--- start of Data ---
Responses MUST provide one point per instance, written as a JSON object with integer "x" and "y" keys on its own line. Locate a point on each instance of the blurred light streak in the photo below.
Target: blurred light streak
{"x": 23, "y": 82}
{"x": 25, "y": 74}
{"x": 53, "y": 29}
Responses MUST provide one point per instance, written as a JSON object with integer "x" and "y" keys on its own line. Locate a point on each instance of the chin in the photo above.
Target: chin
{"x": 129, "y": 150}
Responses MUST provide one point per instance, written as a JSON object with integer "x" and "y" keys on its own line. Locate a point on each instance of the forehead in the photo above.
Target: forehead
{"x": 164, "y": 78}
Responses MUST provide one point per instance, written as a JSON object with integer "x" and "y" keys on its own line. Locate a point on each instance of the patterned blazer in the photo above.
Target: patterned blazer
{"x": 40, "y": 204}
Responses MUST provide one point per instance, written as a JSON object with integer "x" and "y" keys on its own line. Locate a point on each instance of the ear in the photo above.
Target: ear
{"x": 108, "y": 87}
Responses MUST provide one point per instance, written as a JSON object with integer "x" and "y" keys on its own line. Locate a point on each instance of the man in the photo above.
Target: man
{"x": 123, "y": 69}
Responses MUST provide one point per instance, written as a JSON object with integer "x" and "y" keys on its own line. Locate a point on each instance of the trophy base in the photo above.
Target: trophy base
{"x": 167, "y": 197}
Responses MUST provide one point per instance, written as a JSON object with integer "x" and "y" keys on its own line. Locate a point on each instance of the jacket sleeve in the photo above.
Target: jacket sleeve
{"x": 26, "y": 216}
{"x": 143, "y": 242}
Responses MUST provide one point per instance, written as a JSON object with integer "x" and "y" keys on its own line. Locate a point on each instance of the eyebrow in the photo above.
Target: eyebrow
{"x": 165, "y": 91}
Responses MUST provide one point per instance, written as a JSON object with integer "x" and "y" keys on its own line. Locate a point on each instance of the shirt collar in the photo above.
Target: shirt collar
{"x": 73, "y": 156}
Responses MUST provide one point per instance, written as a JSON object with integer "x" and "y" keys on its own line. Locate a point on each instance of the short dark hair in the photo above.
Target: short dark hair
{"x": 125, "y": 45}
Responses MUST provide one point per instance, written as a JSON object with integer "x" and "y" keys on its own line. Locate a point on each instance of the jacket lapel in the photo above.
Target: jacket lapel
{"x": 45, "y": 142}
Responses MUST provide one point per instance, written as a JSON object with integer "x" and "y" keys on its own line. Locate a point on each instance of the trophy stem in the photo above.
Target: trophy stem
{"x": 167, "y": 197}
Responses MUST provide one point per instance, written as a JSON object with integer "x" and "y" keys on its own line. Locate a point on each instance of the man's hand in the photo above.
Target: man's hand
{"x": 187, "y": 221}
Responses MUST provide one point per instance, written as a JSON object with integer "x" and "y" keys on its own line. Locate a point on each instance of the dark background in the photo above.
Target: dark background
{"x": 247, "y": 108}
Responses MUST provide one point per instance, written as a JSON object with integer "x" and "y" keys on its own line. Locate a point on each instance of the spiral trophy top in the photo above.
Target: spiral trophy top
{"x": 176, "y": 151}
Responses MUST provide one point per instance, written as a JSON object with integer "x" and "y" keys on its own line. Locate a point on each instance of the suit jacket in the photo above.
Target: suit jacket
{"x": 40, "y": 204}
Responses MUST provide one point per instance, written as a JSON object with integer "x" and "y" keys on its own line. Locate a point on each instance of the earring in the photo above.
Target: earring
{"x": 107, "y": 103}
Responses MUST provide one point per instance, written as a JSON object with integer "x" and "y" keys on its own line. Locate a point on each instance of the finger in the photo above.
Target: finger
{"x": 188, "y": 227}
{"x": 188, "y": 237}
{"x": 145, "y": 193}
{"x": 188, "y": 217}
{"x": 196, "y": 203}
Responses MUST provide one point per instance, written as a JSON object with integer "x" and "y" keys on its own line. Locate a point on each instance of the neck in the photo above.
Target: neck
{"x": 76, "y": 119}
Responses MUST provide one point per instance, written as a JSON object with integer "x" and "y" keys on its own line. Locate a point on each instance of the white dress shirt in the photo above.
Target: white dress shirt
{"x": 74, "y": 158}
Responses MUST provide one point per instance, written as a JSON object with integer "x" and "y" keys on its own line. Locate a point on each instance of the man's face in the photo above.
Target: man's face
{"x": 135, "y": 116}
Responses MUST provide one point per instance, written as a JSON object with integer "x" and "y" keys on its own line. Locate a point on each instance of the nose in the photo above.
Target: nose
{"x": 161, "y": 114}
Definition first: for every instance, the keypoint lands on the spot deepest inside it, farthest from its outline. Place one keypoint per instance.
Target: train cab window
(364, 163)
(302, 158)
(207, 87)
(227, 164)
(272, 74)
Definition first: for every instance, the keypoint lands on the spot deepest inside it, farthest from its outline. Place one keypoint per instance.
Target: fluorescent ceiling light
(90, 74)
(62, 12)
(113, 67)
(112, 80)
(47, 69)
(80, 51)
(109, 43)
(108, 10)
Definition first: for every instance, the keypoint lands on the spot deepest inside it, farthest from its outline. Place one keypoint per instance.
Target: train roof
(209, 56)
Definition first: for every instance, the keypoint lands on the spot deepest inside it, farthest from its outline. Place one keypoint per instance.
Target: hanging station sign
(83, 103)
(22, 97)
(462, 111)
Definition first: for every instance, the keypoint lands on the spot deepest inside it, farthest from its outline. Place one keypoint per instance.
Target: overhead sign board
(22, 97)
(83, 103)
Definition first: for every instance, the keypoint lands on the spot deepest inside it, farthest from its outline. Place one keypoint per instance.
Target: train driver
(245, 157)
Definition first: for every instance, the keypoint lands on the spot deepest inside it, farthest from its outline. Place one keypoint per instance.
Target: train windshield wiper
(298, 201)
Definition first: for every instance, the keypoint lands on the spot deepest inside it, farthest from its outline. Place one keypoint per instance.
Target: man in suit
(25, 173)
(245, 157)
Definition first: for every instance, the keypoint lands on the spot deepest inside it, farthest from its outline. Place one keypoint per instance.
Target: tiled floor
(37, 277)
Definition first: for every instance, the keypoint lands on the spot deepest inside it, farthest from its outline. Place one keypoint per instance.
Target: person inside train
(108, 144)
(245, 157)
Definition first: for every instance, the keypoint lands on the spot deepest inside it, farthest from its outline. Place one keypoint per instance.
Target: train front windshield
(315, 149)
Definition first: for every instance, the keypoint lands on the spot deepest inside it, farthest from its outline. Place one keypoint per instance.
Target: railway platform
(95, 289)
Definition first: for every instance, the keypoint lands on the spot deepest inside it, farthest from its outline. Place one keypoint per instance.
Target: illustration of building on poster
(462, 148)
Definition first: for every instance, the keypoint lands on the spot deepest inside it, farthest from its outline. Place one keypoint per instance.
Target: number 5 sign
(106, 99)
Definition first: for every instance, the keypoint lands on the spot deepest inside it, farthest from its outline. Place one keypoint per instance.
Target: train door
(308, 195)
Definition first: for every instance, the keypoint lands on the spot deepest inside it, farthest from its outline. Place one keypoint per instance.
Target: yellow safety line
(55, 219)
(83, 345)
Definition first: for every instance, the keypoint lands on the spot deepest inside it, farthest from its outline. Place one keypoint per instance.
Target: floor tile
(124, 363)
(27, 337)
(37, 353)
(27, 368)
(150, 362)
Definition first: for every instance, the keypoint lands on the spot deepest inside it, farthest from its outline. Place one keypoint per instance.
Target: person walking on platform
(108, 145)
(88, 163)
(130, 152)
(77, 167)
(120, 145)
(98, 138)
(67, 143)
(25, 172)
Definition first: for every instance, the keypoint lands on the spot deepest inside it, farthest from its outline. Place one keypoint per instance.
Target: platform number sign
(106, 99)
--- end of Data ---
Write the listing out again, exactly as it reads.

Responses MUST provide one point per instance, written as a JSON object with integer "x" and "y" keys on its own line. Locate a point on each instance of the blurred light streak in the photo below.
Target: blurred light streak
{"x": 23, "y": 82}
{"x": 25, "y": 74}
{"x": 53, "y": 29}
Responses MUST provide one point per instance, written as a JSON object with integer "x" and "y" keys on its own line. Locate a point on each instance of the chin in the photo above.
Target: chin
{"x": 129, "y": 150}
Responses MUST provide one point per instance, written as a JSON object with integer "x" and "y" keys on its own line. Locate a point on each instance of the forehead in the photo above.
Target: forehead
{"x": 164, "y": 78}
Responses MUST provide one point per instance, written as a JSON object with integer "x" and "y" keys on its own line. Locate a point on each instance of the patterned blazer in the photo above.
Target: patterned blazer
{"x": 40, "y": 204}
Responses MUST provide one point per instance, written as a JSON object with integer "x" and "y" keys on its own line. Locate a point on each instance of the ear in the photo above.
Target: ear
{"x": 108, "y": 87}
Responses MUST provide one point per instance, written as a JSON object with integer "x" and "y" keys on its own line. Locate a point on each instance of the man in the photo above.
Target: man
{"x": 123, "y": 69}
Responses MUST provide one point per instance, written as a JSON object with integer "x" and "y" keys on its own line. Locate a point on each instance of the trophy base in the photo above.
Target: trophy base
{"x": 167, "y": 197}
Responses MUST provide one point per instance, written as a JSON object with integer "x" and "y" keys on its own line. Locate a point on each instance of the jacket sleeve in the photo above.
Target: jacket sleeve
{"x": 26, "y": 216}
{"x": 143, "y": 242}
Responses MUST provide one point per instance, written as a JSON object with integer "x" and "y" keys on its own line. Locate a point on each instance of the eyebrow in the photo above.
Target: eyebrow
{"x": 165, "y": 91}
Responses MUST provide one point per instance, written as a JSON object with integer "x" and "y" keys on its own line. Locate a point on each instance of the shirt collar in the photo above.
Target: shirt collar
{"x": 73, "y": 156}
Responses MUST provide one point per instance, written as a JSON object with integer "x" and "y" keys on its own line. Locate a point on each instance of the short dark hair in the photo above.
Target: short dark hair
{"x": 125, "y": 45}
Responses MUST provide one point per instance, written as a JSON object with integer "x" and "y" keys on its own line. Locate a point on each instance of the jacket lapel in the photo above.
Target: jacket lapel
{"x": 45, "y": 142}
Responses MUST provide one point per instance, written as a JSON object with integer "x" and "y" keys on its own line. Locate a point on each instance of the trophy stem in the photo above.
Target: trophy stem
{"x": 167, "y": 197}
Responses MUST provide one point per instance, written as a JSON object with integer "x" and "y" keys on its own line. Locate a point on each instance of the man's hand in the photo above.
Target: man's hand
{"x": 187, "y": 221}
Responses MUST provide one point per instance, written as a JSON object with integer "x" and "y" keys on its own line. Locate a point on each instance of the dark background in the photo above.
Target: dark background
{"x": 247, "y": 108}
Responses MUST provide one point per instance, written as a JSON object with integer "x" and "y" keys on its own line. Locate a point on each instance of the spiral trophy top in the photo above.
Target: spiral trophy top
{"x": 176, "y": 151}
Responses MUST provide one point per instance, written as a JSON object with integer "x" and "y" keys on its own line. Locate a point on each instance of the suit jacket in the photo above.
Target: suit jacket
{"x": 40, "y": 204}
Responses MUST provide one point per instance, written as a JSON object with integer "x" and "y" keys on its own line. Locate a point on each instance of the earring in the photo above.
Target: earring
{"x": 107, "y": 103}
Responses MUST provide one point per instance, written as a JSON object with integer "x" and "y" keys on its own line. Locate a point on each instance of the finger in the photo above.
Target: finger
{"x": 188, "y": 227}
{"x": 188, "y": 237}
{"x": 145, "y": 193}
{"x": 188, "y": 217}
{"x": 196, "y": 203}
Responses MUST provide one point per instance, written as a JSON object with integer "x" and "y" keys on its own line. Locate a point on each instance of the neck in the photo above.
Target: neck
{"x": 76, "y": 119}
Responses MUST provide one point per instance, written as a JSON object with integer "x" and "y" keys on its own line. Locate a point on each instance of the white dress shirt in the photo above.
Target: white dress shirt
{"x": 74, "y": 158}
Responses MUST provide one point per instance, written as a JSON object with integer "x" and "y" keys on its own line. Locate a point on each instance of the man's face in the photo above.
Target: man's face
{"x": 135, "y": 116}
Responses MUST provide one point per instance, written as a JSON object with integer "x" and "y" keys on its own line. Locate a point on each instance of the nose in the photo above.
Target: nose
{"x": 161, "y": 114}
Definition first: for every instance, the keypoint lands on the spot deepest inside it, farthest from its outline. Place one keypoint per instance.
Target: train cab window
(364, 163)
(302, 158)
(207, 87)
(227, 164)
(272, 74)
Definition first: for every instance, the keypoint lands on the spot deepest inside it, farthest from its outline. Place one keypoint per instance.
Target: fluorescent ceiling light
(90, 74)
(62, 12)
(113, 67)
(112, 80)
(47, 69)
(80, 51)
(109, 43)
(108, 10)
Definition first: for every instance, the keypoint lands on the spot deepest inside it, farthest from its outline. Place one keypoint per instance.
Target: train roof
(209, 56)
Definition first: for every instance, the keypoint lands on the spot deepest inside it, farthest from its outline. Place one keypoint per instance.
Target: hanging station sign
(83, 103)
(22, 97)
(462, 111)
Definition first: for every instance, the keypoint lands on the spot deepest inside it, farthest from its outline. Place one keypoint per instance.
Target: overhead sign board
(22, 97)
(83, 103)
Definition first: for every instance, the keypoint lands on the spot deepest inside it, farthest from its outline. Place one keypoint per instance.
Target: train driver
(245, 157)
Definition first: for every instance, the keypoint lands on the spot deepest inside it, farthest from its outline. Place one keypoint per instance.
Target: train windshield wiper
(298, 201)
Definition first: for every instance, the keypoint lands on the spot deepest inside it, farthest from its outline. Place one keypoint per instance.
Target: man in suit
(25, 173)
(245, 157)
Definition first: for every instance, the keypoint lands on the spot deepest inside it, farthest from its outline. Place one keypoint per instance.
Target: tiled floor
(37, 277)
Definition first: for every instance, the keypoint lands on the spot deepest inside it, farthest from its outline. Place one keypoint per instance.
Target: person inside train
(108, 144)
(245, 157)
Definition first: for every instance, the keypoint lands on the spot deepest inside it, farthest from its outline. Place one keypoint per instance.
Target: train front windshield
(315, 149)
Definition first: for every instance, the keypoint lands on the spot deepest inside it, farthest from its outline. Place one keypoint per instance.
Target: railway platform
(95, 289)
Definition first: for every instance, the keypoint lands on the spot deepest inside it, farthest from its outline. Place one keypoint per instance.
Target: illustration of building on poster
(462, 148)
Definition first: for every instance, the keypoint lands on the spot deepest inside it, farthest from its outline. Place one keypoint per instance.
Target: number 5 sign
(106, 99)
Definition first: for every instance, the keypoint lands on the spot deepest inside it, farthest from its outline. Place one keypoint per instance.
Target: train door
(308, 195)
Definition first: for every instance, the keypoint lands on the spot deepest inside it, farthest from its outline. Place one keypoint per instance.
Target: yellow safety line
(55, 219)
(83, 345)
Definition first: for every instance, the keypoint lands on the spot deepest inside it, farthest from its outline. Place one keypoint per instance.
Target: floor tile
(124, 363)
(27, 337)
(37, 353)
(27, 368)
(150, 362)
Definition first: for every instance, the keypoint lands on the spot deepest inside it, farthest from its outline. Place one keypoint per instance.
Target: person walking on platform
(108, 145)
(88, 163)
(130, 152)
(77, 167)
(120, 145)
(98, 138)
(67, 143)
(25, 172)
Definition first: for every instance, the keypoint lands on the spot deepest inside it, farthest from its outline. Place one keypoint per instance.
Target: platform number sign
(106, 99)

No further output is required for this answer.